[WHAT THE TASK ASKS]: Copy the lines that follow, keeping every character the same.

[SOURCE RECORDS]:
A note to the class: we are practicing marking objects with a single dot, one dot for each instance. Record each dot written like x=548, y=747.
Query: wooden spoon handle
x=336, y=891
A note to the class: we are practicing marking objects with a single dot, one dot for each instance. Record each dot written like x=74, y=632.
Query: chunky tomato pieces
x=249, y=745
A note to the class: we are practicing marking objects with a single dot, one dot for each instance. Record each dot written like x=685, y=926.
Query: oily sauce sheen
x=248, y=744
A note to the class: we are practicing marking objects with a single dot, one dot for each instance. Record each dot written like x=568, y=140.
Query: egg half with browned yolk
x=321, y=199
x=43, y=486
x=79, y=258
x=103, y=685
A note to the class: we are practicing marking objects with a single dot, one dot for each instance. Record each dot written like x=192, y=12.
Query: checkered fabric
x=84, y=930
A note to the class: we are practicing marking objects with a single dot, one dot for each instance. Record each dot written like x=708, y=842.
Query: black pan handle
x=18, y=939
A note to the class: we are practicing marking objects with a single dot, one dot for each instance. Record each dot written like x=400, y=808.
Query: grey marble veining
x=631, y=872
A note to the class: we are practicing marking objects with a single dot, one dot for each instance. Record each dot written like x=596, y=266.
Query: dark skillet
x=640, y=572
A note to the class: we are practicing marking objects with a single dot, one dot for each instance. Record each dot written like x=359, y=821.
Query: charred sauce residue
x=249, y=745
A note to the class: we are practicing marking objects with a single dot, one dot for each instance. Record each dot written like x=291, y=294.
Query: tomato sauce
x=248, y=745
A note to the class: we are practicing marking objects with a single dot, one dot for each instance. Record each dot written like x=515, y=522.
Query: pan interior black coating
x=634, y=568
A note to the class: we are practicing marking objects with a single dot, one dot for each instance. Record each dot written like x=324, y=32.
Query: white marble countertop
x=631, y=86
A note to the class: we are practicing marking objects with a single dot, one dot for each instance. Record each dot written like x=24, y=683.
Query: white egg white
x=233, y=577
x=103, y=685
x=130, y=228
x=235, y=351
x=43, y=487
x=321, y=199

[COMPLETED EXERCISE]:
A note to the class: we are practicing marking objects with a single dot, one dot for each instance. Record each dot written like x=548, y=747.
Query: wooden spoon handle
x=336, y=891
A note to the class: we are practicing marking objects with a single dot, one dot for each instance. Record each dot written like x=74, y=632.
Query: chunky tomato pieces
x=249, y=745
A note to the class: we are practicing marking objects with a single dot, one dot for each instance. Record each dot written like x=685, y=926.
Query: oily sauce sheen
x=248, y=744
A note to the class: we are practicing marking objects with a single dot, one dot for each instance. Record each dot written like x=568, y=140.
Query: egg half with browned yolk
x=321, y=199
x=43, y=486
x=79, y=258
x=103, y=685
A note to the class: we are practicing marking objects with a single dot, one dot for each instance. Record each dot written like x=192, y=12.
Query: checkered fabric
x=84, y=930
A note to the class: we are practicing marking objects with a single dot, one dot for each instance. Record each dot written like x=708, y=842.
Query: black pan handle
x=18, y=939
A note to the class: we are practicing marking objects with a single dot, one dot for each instance. Record each dot written like x=400, y=808.
Query: grey marble veining
x=631, y=872
A note to the class: we are practicing marking objects with a single dot, one dot for each instance. Record each dot written like x=596, y=266.
Query: dark skillet
x=640, y=572
A note to the class: we are practicing marking objects with a single dot, one dot for each instance. Record each dot written like x=359, y=821.
Query: charred sauce residue
x=249, y=745
A note to the class: we are practicing marking objects with a single dot, one dot for each instance. Record each dot written like x=291, y=294.
Query: tomato sauce
x=248, y=745
A note to the class: we are practicing marking objects with a single dot, one dot for each instance. Record each dot written like x=515, y=522.
Query: pan interior black coating
x=634, y=568
A note to the class: we are practicing marking objects with a single dot, one dot for each instance. Record each dot written like x=324, y=32.
Query: white marble countertop
x=631, y=86
A note to the class: we are practicing marking objects with a single dot, one dot for each instance. Record each dot written like x=24, y=683.
Query: white egg white
x=233, y=577
x=103, y=685
x=130, y=228
x=235, y=351
x=43, y=487
x=321, y=199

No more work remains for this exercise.